**Your objective:** Repeat each record word for word.

==== Supplied data

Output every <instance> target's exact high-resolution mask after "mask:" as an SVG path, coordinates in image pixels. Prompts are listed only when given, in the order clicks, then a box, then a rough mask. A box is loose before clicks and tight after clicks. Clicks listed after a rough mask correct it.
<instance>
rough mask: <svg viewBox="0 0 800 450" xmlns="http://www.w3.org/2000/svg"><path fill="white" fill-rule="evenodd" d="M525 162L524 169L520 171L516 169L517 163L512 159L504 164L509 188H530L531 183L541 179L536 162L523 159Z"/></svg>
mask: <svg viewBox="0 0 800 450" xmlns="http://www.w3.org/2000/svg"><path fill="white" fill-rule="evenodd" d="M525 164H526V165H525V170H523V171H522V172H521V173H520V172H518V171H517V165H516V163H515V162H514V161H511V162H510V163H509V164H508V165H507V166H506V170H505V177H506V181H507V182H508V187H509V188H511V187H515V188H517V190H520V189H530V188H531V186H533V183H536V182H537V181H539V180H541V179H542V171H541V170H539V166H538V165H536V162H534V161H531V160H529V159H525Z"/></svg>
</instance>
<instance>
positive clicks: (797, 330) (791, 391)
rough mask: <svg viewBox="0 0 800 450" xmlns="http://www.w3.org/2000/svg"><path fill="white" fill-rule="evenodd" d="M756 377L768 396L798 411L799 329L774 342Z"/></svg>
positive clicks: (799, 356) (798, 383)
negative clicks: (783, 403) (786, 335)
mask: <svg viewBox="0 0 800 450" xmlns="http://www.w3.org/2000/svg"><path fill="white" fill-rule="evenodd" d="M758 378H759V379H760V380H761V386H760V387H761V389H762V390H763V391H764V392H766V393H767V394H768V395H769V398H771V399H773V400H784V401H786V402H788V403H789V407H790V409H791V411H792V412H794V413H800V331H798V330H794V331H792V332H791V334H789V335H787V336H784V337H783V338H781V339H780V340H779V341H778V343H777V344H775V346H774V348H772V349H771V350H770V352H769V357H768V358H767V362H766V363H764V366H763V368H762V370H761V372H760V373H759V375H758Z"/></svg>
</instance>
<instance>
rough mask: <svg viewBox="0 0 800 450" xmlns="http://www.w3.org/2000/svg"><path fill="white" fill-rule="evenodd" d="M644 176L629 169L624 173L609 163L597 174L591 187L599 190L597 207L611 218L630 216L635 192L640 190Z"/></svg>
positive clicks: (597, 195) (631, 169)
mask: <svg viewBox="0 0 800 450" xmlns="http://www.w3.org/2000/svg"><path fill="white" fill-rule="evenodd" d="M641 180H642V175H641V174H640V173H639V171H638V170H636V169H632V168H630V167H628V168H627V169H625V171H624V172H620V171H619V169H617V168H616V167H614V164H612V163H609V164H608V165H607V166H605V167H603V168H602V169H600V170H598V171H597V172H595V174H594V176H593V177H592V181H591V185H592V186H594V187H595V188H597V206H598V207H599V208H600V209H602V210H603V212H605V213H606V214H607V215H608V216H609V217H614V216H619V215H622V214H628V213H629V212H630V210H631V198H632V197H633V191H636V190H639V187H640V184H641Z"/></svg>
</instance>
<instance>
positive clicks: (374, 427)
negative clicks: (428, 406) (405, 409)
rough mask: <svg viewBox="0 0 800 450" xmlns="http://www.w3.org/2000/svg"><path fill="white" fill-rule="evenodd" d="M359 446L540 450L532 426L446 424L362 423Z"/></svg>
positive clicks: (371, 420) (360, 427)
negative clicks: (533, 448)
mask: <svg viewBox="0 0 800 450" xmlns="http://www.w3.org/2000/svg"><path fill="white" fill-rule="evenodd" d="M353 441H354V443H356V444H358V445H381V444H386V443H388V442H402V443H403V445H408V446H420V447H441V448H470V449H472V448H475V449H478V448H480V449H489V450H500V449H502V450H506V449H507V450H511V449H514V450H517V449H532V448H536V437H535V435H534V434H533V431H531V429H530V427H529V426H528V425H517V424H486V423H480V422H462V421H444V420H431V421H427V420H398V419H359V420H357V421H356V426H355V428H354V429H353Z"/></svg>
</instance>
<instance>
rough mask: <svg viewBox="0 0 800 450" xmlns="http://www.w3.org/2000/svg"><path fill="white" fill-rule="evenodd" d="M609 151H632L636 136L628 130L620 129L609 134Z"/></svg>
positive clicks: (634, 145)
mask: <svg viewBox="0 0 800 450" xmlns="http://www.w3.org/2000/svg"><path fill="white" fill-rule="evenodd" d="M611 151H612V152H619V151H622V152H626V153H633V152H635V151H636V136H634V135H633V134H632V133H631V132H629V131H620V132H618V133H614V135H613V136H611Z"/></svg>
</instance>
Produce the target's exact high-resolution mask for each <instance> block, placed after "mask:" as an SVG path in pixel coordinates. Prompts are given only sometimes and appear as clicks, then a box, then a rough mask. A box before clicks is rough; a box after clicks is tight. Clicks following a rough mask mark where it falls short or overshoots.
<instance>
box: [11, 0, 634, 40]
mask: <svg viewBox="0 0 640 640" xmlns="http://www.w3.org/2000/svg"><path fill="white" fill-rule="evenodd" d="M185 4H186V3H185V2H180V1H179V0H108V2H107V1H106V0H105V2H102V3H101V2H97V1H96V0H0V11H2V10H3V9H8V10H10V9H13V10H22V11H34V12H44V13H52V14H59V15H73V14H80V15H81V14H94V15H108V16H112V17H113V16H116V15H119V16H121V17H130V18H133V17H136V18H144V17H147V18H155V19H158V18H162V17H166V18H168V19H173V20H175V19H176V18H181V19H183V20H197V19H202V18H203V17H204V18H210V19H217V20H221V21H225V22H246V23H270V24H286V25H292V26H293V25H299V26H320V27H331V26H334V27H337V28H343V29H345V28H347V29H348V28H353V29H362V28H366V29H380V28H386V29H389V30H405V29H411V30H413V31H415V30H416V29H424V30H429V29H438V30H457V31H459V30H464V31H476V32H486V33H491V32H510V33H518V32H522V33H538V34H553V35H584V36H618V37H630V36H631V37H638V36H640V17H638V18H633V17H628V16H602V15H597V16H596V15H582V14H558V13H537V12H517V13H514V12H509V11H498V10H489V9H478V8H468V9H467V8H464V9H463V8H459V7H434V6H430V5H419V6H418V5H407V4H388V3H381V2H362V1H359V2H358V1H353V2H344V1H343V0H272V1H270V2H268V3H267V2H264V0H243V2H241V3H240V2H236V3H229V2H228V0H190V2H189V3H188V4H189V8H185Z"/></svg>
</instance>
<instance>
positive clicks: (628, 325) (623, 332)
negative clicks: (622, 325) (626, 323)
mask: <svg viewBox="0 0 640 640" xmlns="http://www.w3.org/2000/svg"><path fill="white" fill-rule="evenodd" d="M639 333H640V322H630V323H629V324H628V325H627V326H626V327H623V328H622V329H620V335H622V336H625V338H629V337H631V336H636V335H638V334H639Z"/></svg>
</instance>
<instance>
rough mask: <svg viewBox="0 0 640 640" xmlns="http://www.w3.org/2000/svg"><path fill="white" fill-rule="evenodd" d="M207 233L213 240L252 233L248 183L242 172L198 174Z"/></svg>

========

**Solution to the problem:**
Output every <instance> target's exact high-resolution mask after "mask:" as an SVG path, coordinates in image pixels. Prompts are listed only when given, in the order clicks, then a box, then a rough mask. A box is loose before clicks and tight after clicks. Clicks listed after a rough mask correct it.
<instance>
rough mask: <svg viewBox="0 0 800 450" xmlns="http://www.w3.org/2000/svg"><path fill="white" fill-rule="evenodd" d="M525 162L524 169L520 171L516 169L517 163L512 159L504 164L509 188H530L531 183L541 179L536 162L523 159Z"/></svg>
mask: <svg viewBox="0 0 800 450" xmlns="http://www.w3.org/2000/svg"><path fill="white" fill-rule="evenodd" d="M525 164H526V165H525V170H523V171H522V172H521V173H520V172H518V171H517V165H516V163H515V162H514V161H511V162H510V163H509V164H508V165H507V166H506V170H505V177H506V181H507V182H508V187H509V188H511V187H515V188H517V190H520V189H530V188H531V186H533V183H536V182H537V181H539V180H541V179H542V171H541V170H539V166H538V165H536V162H534V161H531V160H529V159H525Z"/></svg>
</instance>
<instance>
positive clicks: (797, 330) (791, 391)
rough mask: <svg viewBox="0 0 800 450" xmlns="http://www.w3.org/2000/svg"><path fill="white" fill-rule="evenodd" d="M756 377L768 396L798 411L799 329L774 342Z"/></svg>
positive clicks: (799, 356) (798, 383)
negative clicks: (783, 403) (786, 335)
mask: <svg viewBox="0 0 800 450" xmlns="http://www.w3.org/2000/svg"><path fill="white" fill-rule="evenodd" d="M758 378H759V379H760V380H761V386H760V387H761V389H762V390H763V391H764V392H766V393H767V394H768V395H769V398H771V399H773V400H784V401H786V402H788V403H789V407H790V409H791V411H792V412H794V413H800V331H798V330H794V331H792V332H791V334H789V335H787V336H784V337H783V338H781V339H780V340H779V341H778V343H777V344H775V346H774V348H772V349H771V350H770V352H769V357H768V358H767V362H766V363H764V366H763V368H762V370H761V372H760V373H759V375H758Z"/></svg>
</instance>
<instance>
rough mask: <svg viewBox="0 0 800 450" xmlns="http://www.w3.org/2000/svg"><path fill="white" fill-rule="evenodd" d="M644 176L629 169L624 173L609 163L597 174L591 187L599 190L597 207L611 218L630 216L635 192L640 190Z"/></svg>
positive clicks: (597, 195) (631, 169)
mask: <svg viewBox="0 0 800 450" xmlns="http://www.w3.org/2000/svg"><path fill="white" fill-rule="evenodd" d="M641 180H642V175H641V174H640V173H639V171H638V170H636V169H632V168H630V167H628V168H627V169H625V171H624V172H620V171H619V169H617V168H616V167H614V164H612V163H609V164H608V165H607V166H605V167H603V168H602V169H600V170H598V171H597V172H595V174H594V176H593V177H592V181H591V185H592V186H594V187H595V188H597V206H598V207H599V208H600V209H602V210H603V212H605V213H606V214H607V215H608V216H609V217H614V216H619V215H622V214H628V213H629V212H630V210H631V198H632V197H633V191H636V190H639V187H640V184H641Z"/></svg>
</instance>
<instance>
positive clicks: (374, 427)
negative clicks: (428, 406) (405, 409)
rough mask: <svg viewBox="0 0 800 450" xmlns="http://www.w3.org/2000/svg"><path fill="white" fill-rule="evenodd" d="M359 446L540 450L532 426L446 424L362 423Z"/></svg>
positive clicks: (371, 420) (360, 427)
negative clicks: (533, 448)
mask: <svg viewBox="0 0 800 450" xmlns="http://www.w3.org/2000/svg"><path fill="white" fill-rule="evenodd" d="M353 441H354V443H356V444H358V445H381V444H386V443H388V442H402V443H403V445H408V446H420V447H441V448H470V449H472V448H475V449H478V448H480V449H489V450H500V449H502V450H506V449H507V450H511V449H514V450H517V449H532V448H536V437H535V435H534V434H533V431H531V429H530V427H529V426H528V425H517V424H486V423H480V422H462V421H444V420H431V421H427V420H398V419H359V420H357V421H356V426H355V428H354V429H353Z"/></svg>
</instance>
<instance>
rough mask: <svg viewBox="0 0 800 450" xmlns="http://www.w3.org/2000/svg"><path fill="white" fill-rule="evenodd" d="M609 151H632L636 136L628 130L620 129L609 134Z"/></svg>
positive clicks: (634, 145)
mask: <svg viewBox="0 0 800 450" xmlns="http://www.w3.org/2000/svg"><path fill="white" fill-rule="evenodd" d="M611 151H612V152H619V151H622V152H626V153H633V152H635V151H636V136H634V135H633V134H632V133H631V132H629V131H620V132H618V133H614V135H613V136H611Z"/></svg>
</instance>
Produce the target's exact high-resolution mask for each <instance> block, placed after "mask:" as an SVG path in pixel coordinates. Prompts are given only sometimes and appear as clicks, then a box, then a rough mask. A box before clicks is rough; a box after clicks is tight. Clicks following a rough mask mark where it falls short or overshoots.
<instance>
box: [11, 0, 634, 40]
mask: <svg viewBox="0 0 640 640" xmlns="http://www.w3.org/2000/svg"><path fill="white" fill-rule="evenodd" d="M185 4H186V3H185V2H180V1H179V0H108V2H107V1H106V0H105V2H102V3H101V2H97V1H96V0H0V11H2V10H3V9H8V10H10V9H13V10H22V11H34V12H44V13H52V14H59V15H73V14H80V15H81V14H94V15H108V16H112V17H113V16H116V15H119V16H121V17H130V18H133V17H136V18H144V17H147V18H155V19H158V18H162V17H166V18H168V19H173V20H175V19H176V18H181V19H183V20H197V19H202V18H203V17H204V18H210V19H217V20H221V21H225V22H246V23H270V24H286V25H292V26H293V25H299V26H320V27H331V26H334V27H337V28H343V29H345V28H347V29H348V28H353V29H362V28H366V29H380V28H386V29H389V30H405V29H411V30H413V31H415V30H416V29H424V30H429V29H438V30H457V31H459V30H464V31H476V32H486V33H491V32H510V33H518V32H522V33H538V34H553V35H584V36H618V37H630V36H631V37H638V36H640V17H638V18H633V17H628V16H602V15H597V16H596V15H582V14H558V13H537V12H517V13H514V12H509V11H498V10H489V9H478V8H468V9H467V8H464V9H463V8H459V7H434V6H430V5H419V6H418V5H407V4H388V3H381V2H362V1H359V2H358V1H353V2H344V1H343V0H272V1H270V2H268V3H267V2H264V0H243V2H241V3H240V2H236V3H229V2H228V0H190V2H189V3H188V4H189V8H185Z"/></svg>
</instance>
<instance>
positive clicks: (628, 325) (623, 332)
negative clicks: (622, 325) (626, 323)
mask: <svg viewBox="0 0 640 640" xmlns="http://www.w3.org/2000/svg"><path fill="white" fill-rule="evenodd" d="M639 333H640V322H630V323H629V324H628V325H627V326H626V327H623V328H622V329H620V335H622V336H625V338H629V337H631V336H636V335H638V334H639Z"/></svg>
</instance>
<instance>
rough mask: <svg viewBox="0 0 640 640" xmlns="http://www.w3.org/2000/svg"><path fill="white" fill-rule="evenodd" d="M207 233L213 240L252 233L248 183L242 172L198 174Z"/></svg>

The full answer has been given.